#### Selected extract:
--- start ---
Matching Engine Example Application

This sample application demonstrates a matching engine, showcasing the DeFi capabilities on the Linera protocol.

The matching engine trades between two tokens token_0 & token_1. We can refer to the fungible application example on how to create two token applications.

An order can be of two types:

• Bid: For buying token 1 and paying in token 0, these are ordered from the highest bid (most preferable) to the lowest price.
• Ask: For selling token 1, to be paid in token 0, these are ordered from the lowest (most preferable) to the highest price.

An OrderId is used to uniquely identify an order and enables the following functionality:

• Modify: Allows to modify the order.
• Cancel: Cancelling an order.

When inserting an order it goes through the following steps:

• Transfer of tokens from the fungible application to the matching engine application through a cross-application call so that it can be paid to the counterparty.

• The engine selects the matching price levels for the inserted order. It then proceeds to clear these levels, executing trades and ensuring that at the end of the process, the best bid has a higher price than the best ask. This involves adjusting the orders in the market and potentially creating a series of transfer orders for the required tokens. If, after the level clearing, the order is completely filled, it is not inserted. Otherwise, it becomes a liquidity order in the matching engine, providing depth to the market and potentially being matched with future orders.

When an order is created from a remote chain, it transfers the tokens of the same owner from the remote chain to the chain of the matching engine, and a ExecuteOrder message is sent with the order details.
--- end ---
#### Required task 1:
According to the matching engine text, why are tokens transferred from the fungible application to the matching engine application when an order is inserted?
#### Required task 2:
Repeat the part of the rows that opens with the line containing "Please drop a marker on the fish" and runs through the end of the rows, requests included, with every x and y coordinate in the answers offset by -119. Give only that part.

#### Task inputs:
--- start ---
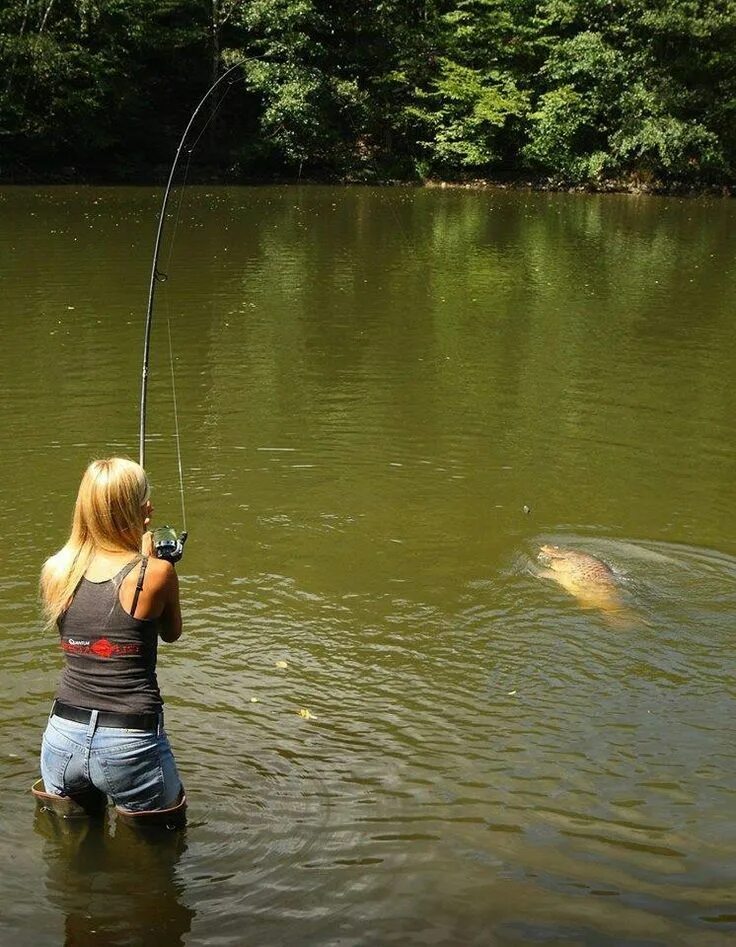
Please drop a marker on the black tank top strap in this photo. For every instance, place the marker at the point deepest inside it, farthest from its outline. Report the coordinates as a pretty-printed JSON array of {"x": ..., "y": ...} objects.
[{"x": 139, "y": 585}]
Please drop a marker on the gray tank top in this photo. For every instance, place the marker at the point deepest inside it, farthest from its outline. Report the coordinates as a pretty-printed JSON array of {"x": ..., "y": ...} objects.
[{"x": 110, "y": 655}]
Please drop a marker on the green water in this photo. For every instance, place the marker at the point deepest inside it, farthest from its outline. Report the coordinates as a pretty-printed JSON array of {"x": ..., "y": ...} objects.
[{"x": 372, "y": 386}]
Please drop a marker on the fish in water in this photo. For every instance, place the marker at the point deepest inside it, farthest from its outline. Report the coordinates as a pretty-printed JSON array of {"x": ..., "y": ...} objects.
[{"x": 592, "y": 581}]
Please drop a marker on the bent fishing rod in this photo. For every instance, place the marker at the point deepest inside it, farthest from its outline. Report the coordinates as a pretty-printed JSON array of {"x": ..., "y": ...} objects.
[{"x": 167, "y": 542}]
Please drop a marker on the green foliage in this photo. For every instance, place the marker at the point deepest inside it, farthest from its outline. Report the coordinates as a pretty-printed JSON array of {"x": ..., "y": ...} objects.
[{"x": 579, "y": 91}]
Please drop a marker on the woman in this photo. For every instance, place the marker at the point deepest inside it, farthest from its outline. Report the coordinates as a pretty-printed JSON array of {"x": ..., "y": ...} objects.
[{"x": 110, "y": 599}]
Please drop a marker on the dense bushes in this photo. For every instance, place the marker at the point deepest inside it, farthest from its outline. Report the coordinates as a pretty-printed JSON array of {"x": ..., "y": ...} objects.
--- end ---
#### Full solution 1:
The tokens are moved through a cross-application call so that they can be paid to the counterparty.

#### Full solution 2:
Please drop a marker on the fish in water in this photo. For every instance, place the marker at the point deepest inside it, farthest from its outline. Report the coordinates as a pretty-printed JSON array of {"x": ..., "y": ...} objects.
[{"x": 473, "y": 462}]
Please drop a marker on the bent fishing rod in this photo. For every instance, place the marker at the point deepest inside it, farthest from its outline. Report the coordinates as a pretty-printed JSON array of {"x": ..., "y": ...} objects.
[{"x": 48, "y": 423}]
Please drop a marker on the green foliage in this photo. For every instance, place the marker at the point deepest inside it, farthest from its outline. Report the coordinates as a pretty-printed JSON array of {"x": ..., "y": ...} objects.
[{"x": 460, "y": -28}]
Please drop a marker on the woman in this photo. For every instance, place the marker at the point deepest inside it, farthest from its outline. Report the coordinates as a pretty-printed JSON array of {"x": ..., "y": ...} objects.
[{"x": -9, "y": 480}]
Please drop a marker on the dense bushes in this photo. For every instance, place the marker at the point deepest inside it, farthest from its outline. Report the coordinates as a pretty-printed JSON array of {"x": ..., "y": ...} objects.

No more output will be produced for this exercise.